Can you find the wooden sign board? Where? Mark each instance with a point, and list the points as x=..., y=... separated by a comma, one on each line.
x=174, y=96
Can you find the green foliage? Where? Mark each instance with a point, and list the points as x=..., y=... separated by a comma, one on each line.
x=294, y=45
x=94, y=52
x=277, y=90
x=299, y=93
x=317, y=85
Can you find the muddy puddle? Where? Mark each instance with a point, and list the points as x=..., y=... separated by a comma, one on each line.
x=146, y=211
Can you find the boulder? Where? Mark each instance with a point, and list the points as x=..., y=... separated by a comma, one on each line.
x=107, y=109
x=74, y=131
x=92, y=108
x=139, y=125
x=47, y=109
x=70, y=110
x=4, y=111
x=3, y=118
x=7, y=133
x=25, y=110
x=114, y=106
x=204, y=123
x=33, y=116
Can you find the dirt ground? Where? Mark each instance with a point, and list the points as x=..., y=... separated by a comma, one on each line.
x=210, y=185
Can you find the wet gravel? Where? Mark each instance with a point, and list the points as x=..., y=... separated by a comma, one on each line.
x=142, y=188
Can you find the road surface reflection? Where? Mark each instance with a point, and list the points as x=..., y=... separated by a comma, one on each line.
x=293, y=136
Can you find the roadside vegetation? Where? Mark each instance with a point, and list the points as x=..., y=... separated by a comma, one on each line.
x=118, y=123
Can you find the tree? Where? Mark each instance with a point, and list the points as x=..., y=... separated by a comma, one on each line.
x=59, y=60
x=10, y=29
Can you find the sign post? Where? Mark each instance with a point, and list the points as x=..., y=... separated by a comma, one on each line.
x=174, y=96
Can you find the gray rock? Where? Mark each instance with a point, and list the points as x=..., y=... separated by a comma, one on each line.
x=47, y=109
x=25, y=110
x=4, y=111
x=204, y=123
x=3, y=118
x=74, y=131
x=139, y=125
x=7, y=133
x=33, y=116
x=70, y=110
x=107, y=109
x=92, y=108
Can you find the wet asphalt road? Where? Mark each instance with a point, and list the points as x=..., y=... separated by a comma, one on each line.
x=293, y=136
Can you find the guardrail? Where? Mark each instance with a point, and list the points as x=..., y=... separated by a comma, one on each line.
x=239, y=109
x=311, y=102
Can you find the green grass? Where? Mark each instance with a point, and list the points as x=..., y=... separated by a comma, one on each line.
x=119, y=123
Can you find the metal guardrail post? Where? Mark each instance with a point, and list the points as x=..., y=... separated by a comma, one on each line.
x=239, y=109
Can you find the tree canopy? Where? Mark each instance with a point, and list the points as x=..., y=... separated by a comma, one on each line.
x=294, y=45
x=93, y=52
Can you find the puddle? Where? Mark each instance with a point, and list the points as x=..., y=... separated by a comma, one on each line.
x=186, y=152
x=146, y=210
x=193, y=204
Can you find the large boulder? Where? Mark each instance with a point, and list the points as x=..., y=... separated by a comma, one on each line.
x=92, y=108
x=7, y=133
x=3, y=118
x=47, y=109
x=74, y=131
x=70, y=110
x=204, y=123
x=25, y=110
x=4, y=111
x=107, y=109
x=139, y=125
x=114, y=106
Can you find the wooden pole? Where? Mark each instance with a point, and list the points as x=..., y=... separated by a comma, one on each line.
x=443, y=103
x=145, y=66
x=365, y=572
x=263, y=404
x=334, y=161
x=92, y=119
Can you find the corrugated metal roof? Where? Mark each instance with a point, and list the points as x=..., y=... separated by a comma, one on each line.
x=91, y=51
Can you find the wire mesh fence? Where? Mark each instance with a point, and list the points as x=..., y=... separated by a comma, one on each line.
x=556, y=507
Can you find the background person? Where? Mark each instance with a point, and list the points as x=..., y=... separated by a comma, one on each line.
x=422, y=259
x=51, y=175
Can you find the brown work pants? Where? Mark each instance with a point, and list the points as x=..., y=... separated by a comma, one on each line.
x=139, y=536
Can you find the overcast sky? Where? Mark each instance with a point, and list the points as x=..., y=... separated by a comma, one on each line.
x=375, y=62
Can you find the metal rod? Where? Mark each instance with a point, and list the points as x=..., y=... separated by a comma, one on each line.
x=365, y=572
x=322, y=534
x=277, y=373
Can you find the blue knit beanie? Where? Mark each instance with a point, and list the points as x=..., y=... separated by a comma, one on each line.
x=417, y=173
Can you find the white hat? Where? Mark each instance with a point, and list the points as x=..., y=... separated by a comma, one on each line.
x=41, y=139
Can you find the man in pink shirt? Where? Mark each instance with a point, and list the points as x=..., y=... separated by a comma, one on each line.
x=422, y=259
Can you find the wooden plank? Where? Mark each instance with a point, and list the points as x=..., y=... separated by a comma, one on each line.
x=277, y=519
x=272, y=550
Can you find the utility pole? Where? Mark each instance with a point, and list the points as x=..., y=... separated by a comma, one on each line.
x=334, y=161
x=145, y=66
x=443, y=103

-------------------------

» **Tarea propuesta**
¿Puedes disponer todas las líneas de los ítems en una lista numerada, omitiendo las que estén en blanco?

» **Resultado correcto**
1. Can you find the wooden sign board? Where? Mark each instance with a point, and list the points as x=..., y=... separated by a comma, one on each line.
2. x=174, y=96
3. Can you find the green foliage? Where? Mark each instance with a point, and list the points as x=..., y=... separated by a comma, one on each line.
4. x=294, y=45
5. x=94, y=52
6. x=277, y=90
7. x=299, y=93
8. x=317, y=85
9. Can you find the muddy puddle? Where? Mark each instance with a point, and list the points as x=..., y=... separated by a comma, one on each line.
10. x=146, y=211
11. Can you find the boulder? Where? Mark each instance with a point, and list the points as x=..., y=... separated by a comma, one on each line.
12. x=107, y=109
13. x=74, y=131
14. x=92, y=108
15. x=139, y=125
16. x=47, y=109
17. x=70, y=110
18. x=4, y=111
19. x=3, y=118
20. x=7, y=133
21. x=25, y=110
22. x=114, y=106
23. x=204, y=123
24. x=33, y=116
25. Can you find the dirt ground? Where? Mark each instance with a point, and list the points as x=..., y=... separated by a comma, one on each line.
26. x=210, y=185
27. Can you find the wet gravel? Where? Mark each instance with a point, and list the points as x=..., y=... separated by a comma, one on each line.
28. x=142, y=188
29. Can you find the road surface reflection? Where? Mark each instance with a point, and list the points as x=..., y=... separated by a comma, one on each line.
30. x=293, y=136
31. Can you find the roadside vegetation? Where? Mark each instance with a point, and list the points as x=..., y=... separated by a comma, one on each line.
32. x=118, y=123
33. Can you find the tree? Where? Mark each instance with a point, and list the points as x=..., y=... separated by a comma, one on each line.
34. x=59, y=60
35. x=10, y=29
36. Can you find the sign post? Where? Mark each instance with a point, and list the points as x=..., y=... separated by a comma, one on each line.
37. x=174, y=96
38. Can you find the gray rock? Where? Mark each instance with a point, and list the points as x=..., y=... separated by a comma, one on each line.
39. x=47, y=109
40. x=25, y=110
41. x=4, y=111
42. x=204, y=123
43. x=3, y=118
44. x=74, y=131
45. x=139, y=125
46. x=7, y=133
47. x=33, y=116
48. x=70, y=110
49. x=107, y=109
50. x=92, y=108
51. Can you find the wet asphalt road? Where? Mark each instance with a point, and list the points as x=..., y=... separated by a comma, one on each line.
52. x=293, y=136
53. Can you find the guardrail? Where? Mark each instance with a point, and list the points as x=..., y=... separated by a comma, one on each line.
54. x=239, y=109
55. x=311, y=102
56. Can you find the green grass? Where? Mark each instance with a point, and list the points as x=..., y=... separated by a comma, one on each line.
57. x=119, y=123
58. Can you find the metal guardrail post? Where? Mark each instance with a point, and list the points as x=..., y=... separated by a comma, one on each line.
59. x=239, y=109
60. Can you find the tree canopy? Where? Mark each instance with a point, and list the points as x=..., y=... separated by a comma, one on each line.
61. x=294, y=45
62. x=93, y=52
63. Can you find the puddle? Where? Mark each instance with a point, and list the points as x=..., y=... separated by a comma, one on each line.
64. x=186, y=152
65. x=146, y=210
66. x=193, y=204
67. Can you find the large boulder? Where? Mark each instance with a point, and list the points as x=..., y=... separated by a comma, one on each line.
68. x=92, y=108
69. x=7, y=133
70. x=3, y=118
71. x=47, y=109
72. x=74, y=131
73. x=70, y=110
74. x=204, y=123
75. x=25, y=110
76. x=4, y=111
77. x=107, y=109
78. x=139, y=125
79. x=114, y=106
80. Can you find the wooden pole? Where? Mark each instance with a point, and list the points as x=..., y=... separated by a comma, one on each line.
81. x=443, y=103
82. x=145, y=66
83. x=365, y=572
84. x=263, y=404
85. x=334, y=161
86. x=92, y=119
87. Can you find the corrugated metal roof? Where? Mark each instance with a point, and list the points as x=..., y=... separated by a comma, one on each line.
88. x=91, y=51
89. Can you find the wire mesh fence? Where? Mark each instance with a point, and list the points as x=..., y=... separated by a comma, one on each line.
90. x=556, y=507
91. Can you find the background person? Where? Mark each instance with a point, and list the points as x=..., y=... separated by a comma, one on each line.
92. x=422, y=259
93. x=51, y=175
94. Can you find the brown work pants? Where? Mark each instance with a point, and list the points as x=..., y=... separated by a comma, one on each line.
95. x=139, y=536
96. Can you find the overcast sky? Where? Mark each instance with a point, and list the points as x=..., y=... separated by a comma, one on each line.
97. x=375, y=62
98. Can you find the metal rod? Where? Mark each instance with a point, and list the points as x=..., y=... separated by a comma, one on each line.
99. x=365, y=572
100. x=322, y=534
101. x=277, y=373
102. Can you find the blue knit beanie? Where? Mark each instance with a point, and list the points as x=..., y=... separated by a comma, one on each line.
103. x=417, y=173
104. Can you find the white hat? Where? Mark each instance with a point, and list the points as x=..., y=... separated by a comma, one on each line.
105. x=41, y=139
106. Can you find the man in pink shirt? Where? Mark each instance with a point, and list the points as x=..., y=... separated by a comma, one on each line.
107. x=422, y=259
108. Can you find the wooden plank? Where? Mark each instance with a point, and list the points as x=..., y=... separated by a comma, one on each line.
109. x=277, y=519
110. x=272, y=550
111. Can you find the utility pole? Where? Mark each instance with a point, and list the points as x=..., y=... separated by a comma, one on each line.
112. x=334, y=161
113. x=145, y=66
114. x=443, y=103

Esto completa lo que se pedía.